SET TASK A: Reproduce the listing verbatim, from the line with "Task: pin the white splash" up to and including the line with "point(282, 406)".

SOURCE TEXT:

In summary: I don't suggest doing 'perfect' email validation to RFC spec. You will save money/devtime and make more of your users happy by not doing it.
I think the best syntax validation technique for email addresses now is found in the HTML spec: https://html.spec.whatwg.org/multipage/input.html#valid-e-ma.... As they say, this is a wilful violation of RFC 5322, because that’s simultaneously too strict, too vague and too lax to be useful. They give a grammar, and the following regular expression implementing it:
Remember that the web is a platform that lives and breathes this stuff. A lot of thought went into this grammar for valid email addresses. This is a good way of filtering out obviously bad stuff while allowing all realistic and sane inputs.
One part of all this that I’m not aware of the situation around is “8. You can put emojis in the local part.” The HTML spec’s validator is all ASCII. It does remind you to punycode the domain labels, but makes no mention of internationalised local parts, and I’ve never learned about non-ASCII local parts or how well they’re supported. I gather they may require the sender to be capable as well as the receiver, whereas internationalised domain names were made compatible with all systems via punycode.

SUPPLIED RECORDS:
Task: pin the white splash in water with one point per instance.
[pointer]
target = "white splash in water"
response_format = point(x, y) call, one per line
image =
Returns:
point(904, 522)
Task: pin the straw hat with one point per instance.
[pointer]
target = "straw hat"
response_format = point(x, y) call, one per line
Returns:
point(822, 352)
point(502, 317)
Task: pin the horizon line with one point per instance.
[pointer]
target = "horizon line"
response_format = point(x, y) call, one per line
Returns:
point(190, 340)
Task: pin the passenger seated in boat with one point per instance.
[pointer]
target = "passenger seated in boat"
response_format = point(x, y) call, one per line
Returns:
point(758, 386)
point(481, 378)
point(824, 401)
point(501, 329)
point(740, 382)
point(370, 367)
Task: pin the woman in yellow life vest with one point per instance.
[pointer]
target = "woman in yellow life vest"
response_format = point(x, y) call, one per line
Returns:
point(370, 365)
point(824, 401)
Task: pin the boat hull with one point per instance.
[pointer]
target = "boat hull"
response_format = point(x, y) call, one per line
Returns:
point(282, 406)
==
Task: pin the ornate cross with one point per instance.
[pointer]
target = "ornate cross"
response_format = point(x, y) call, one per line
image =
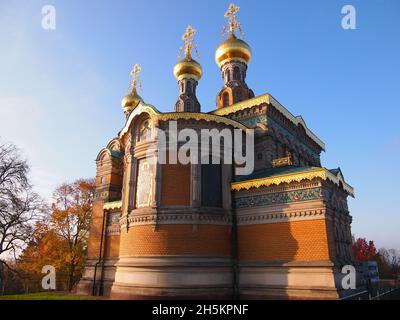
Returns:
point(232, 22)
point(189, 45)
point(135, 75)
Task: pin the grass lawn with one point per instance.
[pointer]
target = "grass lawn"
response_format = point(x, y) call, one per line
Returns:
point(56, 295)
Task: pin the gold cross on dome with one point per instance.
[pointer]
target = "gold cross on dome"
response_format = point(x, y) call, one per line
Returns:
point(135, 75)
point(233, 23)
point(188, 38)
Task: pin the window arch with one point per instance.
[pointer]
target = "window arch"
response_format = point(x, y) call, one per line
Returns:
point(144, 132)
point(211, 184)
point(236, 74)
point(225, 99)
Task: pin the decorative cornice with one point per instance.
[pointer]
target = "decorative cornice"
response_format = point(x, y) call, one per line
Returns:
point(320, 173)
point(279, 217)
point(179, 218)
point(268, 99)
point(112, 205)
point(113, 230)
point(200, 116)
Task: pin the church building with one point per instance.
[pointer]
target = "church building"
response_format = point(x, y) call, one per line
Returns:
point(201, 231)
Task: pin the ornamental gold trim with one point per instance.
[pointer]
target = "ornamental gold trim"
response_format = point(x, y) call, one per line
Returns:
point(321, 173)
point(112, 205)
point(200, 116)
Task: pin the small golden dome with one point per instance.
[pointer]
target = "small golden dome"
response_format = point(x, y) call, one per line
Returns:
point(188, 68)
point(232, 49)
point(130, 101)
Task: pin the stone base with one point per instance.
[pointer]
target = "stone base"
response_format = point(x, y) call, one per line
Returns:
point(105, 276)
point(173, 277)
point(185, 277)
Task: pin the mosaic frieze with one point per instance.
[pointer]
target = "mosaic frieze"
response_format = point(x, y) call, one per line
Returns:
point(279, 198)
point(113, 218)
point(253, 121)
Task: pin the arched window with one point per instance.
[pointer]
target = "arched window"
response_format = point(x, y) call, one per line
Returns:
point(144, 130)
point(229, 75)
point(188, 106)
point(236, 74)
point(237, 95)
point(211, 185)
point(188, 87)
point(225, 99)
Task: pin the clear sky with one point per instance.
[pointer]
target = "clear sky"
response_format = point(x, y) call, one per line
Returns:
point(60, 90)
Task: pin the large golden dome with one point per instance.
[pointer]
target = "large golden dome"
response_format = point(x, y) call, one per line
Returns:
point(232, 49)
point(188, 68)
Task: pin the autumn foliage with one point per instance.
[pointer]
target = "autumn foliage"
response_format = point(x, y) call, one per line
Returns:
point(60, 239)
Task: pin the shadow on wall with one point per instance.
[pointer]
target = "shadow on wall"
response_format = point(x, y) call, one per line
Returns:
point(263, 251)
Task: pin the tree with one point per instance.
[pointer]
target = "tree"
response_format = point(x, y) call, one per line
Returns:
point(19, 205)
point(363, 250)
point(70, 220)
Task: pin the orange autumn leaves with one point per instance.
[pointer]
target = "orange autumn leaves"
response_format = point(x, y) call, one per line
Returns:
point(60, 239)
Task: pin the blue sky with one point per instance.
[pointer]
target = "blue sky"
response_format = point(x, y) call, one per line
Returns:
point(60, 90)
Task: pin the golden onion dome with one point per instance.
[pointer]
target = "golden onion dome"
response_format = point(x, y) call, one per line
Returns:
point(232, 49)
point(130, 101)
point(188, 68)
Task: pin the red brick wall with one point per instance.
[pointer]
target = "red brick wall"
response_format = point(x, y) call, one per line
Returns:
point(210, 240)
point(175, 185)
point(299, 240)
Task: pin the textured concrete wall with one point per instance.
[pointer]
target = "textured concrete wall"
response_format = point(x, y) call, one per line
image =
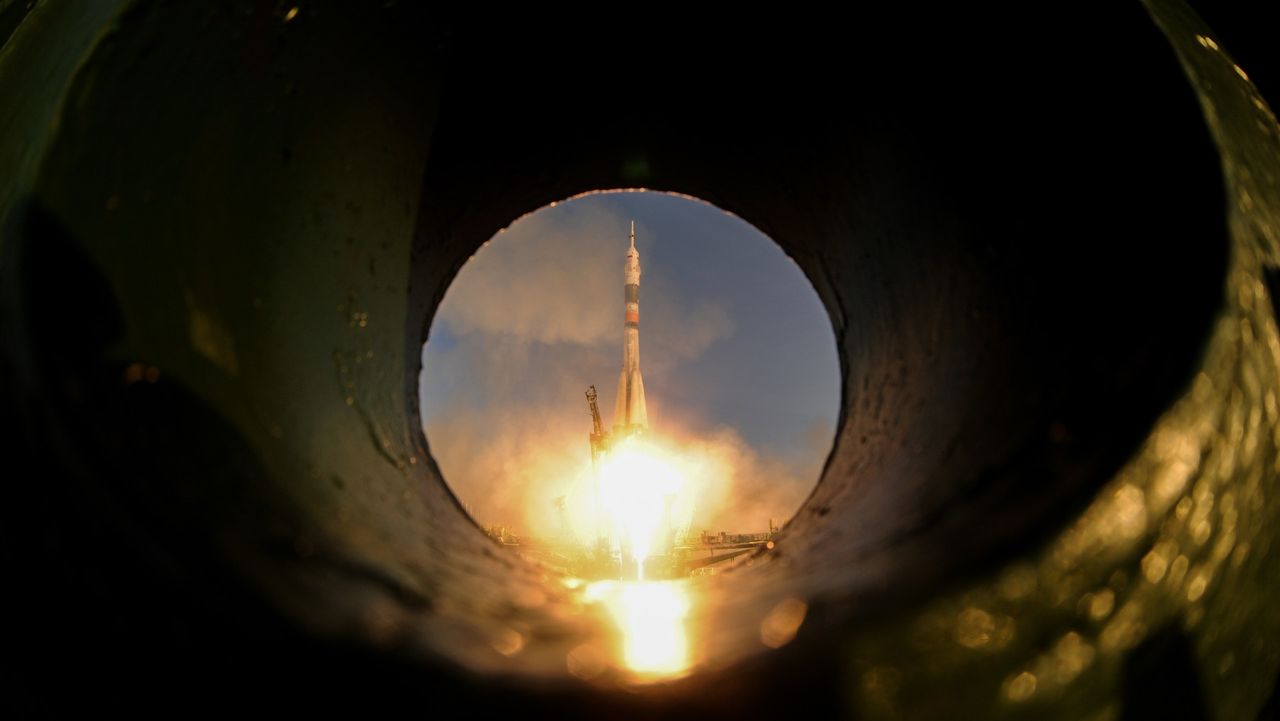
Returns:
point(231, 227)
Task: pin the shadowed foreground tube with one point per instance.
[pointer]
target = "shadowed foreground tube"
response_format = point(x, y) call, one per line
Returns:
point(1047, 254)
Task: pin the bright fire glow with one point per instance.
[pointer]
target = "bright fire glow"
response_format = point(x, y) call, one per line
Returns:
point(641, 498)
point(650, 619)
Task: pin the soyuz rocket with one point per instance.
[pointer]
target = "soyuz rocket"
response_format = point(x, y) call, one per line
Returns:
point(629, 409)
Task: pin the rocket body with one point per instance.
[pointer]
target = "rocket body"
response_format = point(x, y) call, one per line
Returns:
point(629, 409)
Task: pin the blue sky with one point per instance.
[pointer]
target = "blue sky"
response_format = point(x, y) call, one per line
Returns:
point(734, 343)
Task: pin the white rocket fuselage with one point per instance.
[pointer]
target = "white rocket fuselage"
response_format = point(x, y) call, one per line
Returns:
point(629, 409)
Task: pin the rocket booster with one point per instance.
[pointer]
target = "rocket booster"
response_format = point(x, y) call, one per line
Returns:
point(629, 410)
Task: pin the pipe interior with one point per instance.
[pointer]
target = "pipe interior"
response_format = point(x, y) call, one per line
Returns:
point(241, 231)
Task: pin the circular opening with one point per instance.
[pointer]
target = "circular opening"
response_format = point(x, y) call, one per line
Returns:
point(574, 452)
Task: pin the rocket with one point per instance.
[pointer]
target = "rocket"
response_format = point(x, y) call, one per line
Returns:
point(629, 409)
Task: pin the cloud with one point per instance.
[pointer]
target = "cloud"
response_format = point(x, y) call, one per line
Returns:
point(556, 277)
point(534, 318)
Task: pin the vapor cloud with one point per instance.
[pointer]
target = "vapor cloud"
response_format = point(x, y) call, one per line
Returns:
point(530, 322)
...
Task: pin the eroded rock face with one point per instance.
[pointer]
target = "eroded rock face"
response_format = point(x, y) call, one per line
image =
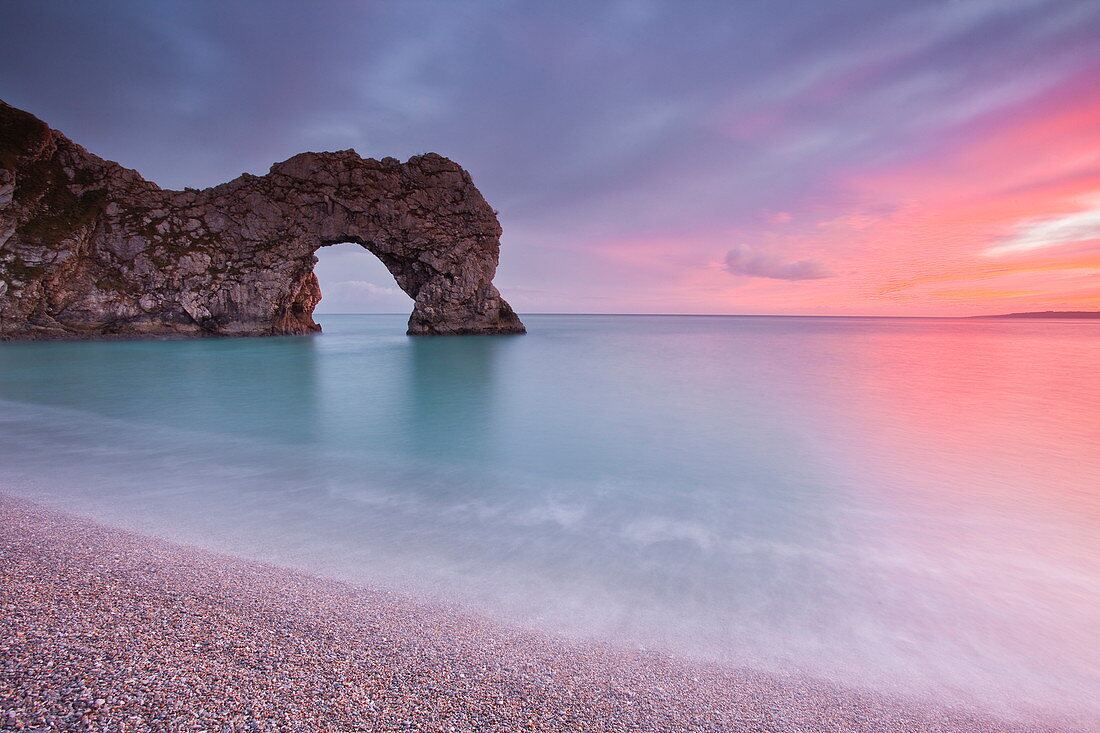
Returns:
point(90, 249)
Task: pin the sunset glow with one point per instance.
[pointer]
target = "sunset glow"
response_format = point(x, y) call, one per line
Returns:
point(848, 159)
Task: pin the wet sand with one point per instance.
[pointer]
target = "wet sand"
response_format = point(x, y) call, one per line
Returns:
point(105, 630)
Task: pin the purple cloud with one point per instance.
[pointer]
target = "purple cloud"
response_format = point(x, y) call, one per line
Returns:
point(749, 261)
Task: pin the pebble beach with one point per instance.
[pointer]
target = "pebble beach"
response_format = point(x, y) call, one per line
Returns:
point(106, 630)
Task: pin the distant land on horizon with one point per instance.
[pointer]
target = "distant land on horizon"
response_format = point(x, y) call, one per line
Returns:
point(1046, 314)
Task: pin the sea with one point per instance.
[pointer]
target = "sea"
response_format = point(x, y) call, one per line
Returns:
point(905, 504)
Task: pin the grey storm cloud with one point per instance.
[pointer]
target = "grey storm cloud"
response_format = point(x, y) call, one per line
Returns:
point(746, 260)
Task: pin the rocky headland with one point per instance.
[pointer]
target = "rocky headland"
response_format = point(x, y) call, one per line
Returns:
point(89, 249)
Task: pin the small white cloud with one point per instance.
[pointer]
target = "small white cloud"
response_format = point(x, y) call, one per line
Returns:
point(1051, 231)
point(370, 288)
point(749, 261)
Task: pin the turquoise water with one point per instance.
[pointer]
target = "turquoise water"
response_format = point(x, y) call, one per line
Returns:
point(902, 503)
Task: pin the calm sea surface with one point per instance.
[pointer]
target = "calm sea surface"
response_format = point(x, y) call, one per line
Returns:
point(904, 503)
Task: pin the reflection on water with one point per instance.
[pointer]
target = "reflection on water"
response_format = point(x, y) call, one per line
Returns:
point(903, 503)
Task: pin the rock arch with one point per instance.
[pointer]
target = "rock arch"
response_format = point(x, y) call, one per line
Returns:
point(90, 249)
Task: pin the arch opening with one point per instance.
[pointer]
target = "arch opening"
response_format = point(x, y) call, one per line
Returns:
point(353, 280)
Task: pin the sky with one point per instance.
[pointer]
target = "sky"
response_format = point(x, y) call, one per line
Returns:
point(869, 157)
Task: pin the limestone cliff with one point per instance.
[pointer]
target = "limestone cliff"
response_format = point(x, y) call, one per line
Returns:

SET TASK B: In the email validation text, rewrite the passage from "One part of" up to and including "systems via punycode.", substituting "recipient" for "receiver".

TASK ANSWER A:
Task: pin the white splash in water with one point per instance.
[pointer]
target = "white splash in water"
response_format = point(x, y) call, one per line
image =
Returns:
point(904, 522)
Task: pin the straw hat with one point per instance.
[pointer]
target = "straw hat"
response_format = point(x, y) call, one per line
Returns:
point(822, 352)
point(502, 317)
Task: pin the horizon line with one point per instance.
[pointer]
target = "horizon line"
response_format = point(x, y) call, one per line
Returns:
point(190, 340)
Task: pin the passenger seated in boat with one point per instance.
[pointer]
target = "passenger seated in boat"
response_format = point(x, y) call, one per line
Returns:
point(758, 386)
point(481, 378)
point(824, 401)
point(501, 329)
point(740, 382)
point(370, 367)
Task: pin the woman in yellow life vest with one point per instance.
[pointer]
target = "woman in yellow life vest"
response_format = point(x, y) call, one per line
Returns:
point(370, 365)
point(824, 401)
Task: pin the boat hull with one point per instance.
[pointer]
target = "boat hull"
response_format = point(x, y) call, one per line
Returns:
point(282, 406)

TASK ANSWER B:
One part of all this that I’m not aware of the situation around is “8. You can put emojis in the local part.” The HTML spec’s validator is all ASCII. It does remind you to punycode the domain labels, but makes no mention of internationalised local parts, and I’ve never learned about non-ASCII local parts or how well they’re supported. I gather they may require the sender to be capable as well as the recipient, whereas internationalised domain names were made compatible with all systems via punycode.